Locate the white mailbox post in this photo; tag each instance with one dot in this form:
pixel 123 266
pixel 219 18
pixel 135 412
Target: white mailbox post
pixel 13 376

● ● ●

■ Stated goal
Please reproduce the entire listing above, requests included, adding 14 to both coordinates of every answer point and leaving all other numbers unchanged.

■ Expected answer
Locate the white mailbox post in this photo; tag each instance with one dot in this form:
pixel 123 266
pixel 219 18
pixel 135 412
Target: white mailbox post
pixel 27 390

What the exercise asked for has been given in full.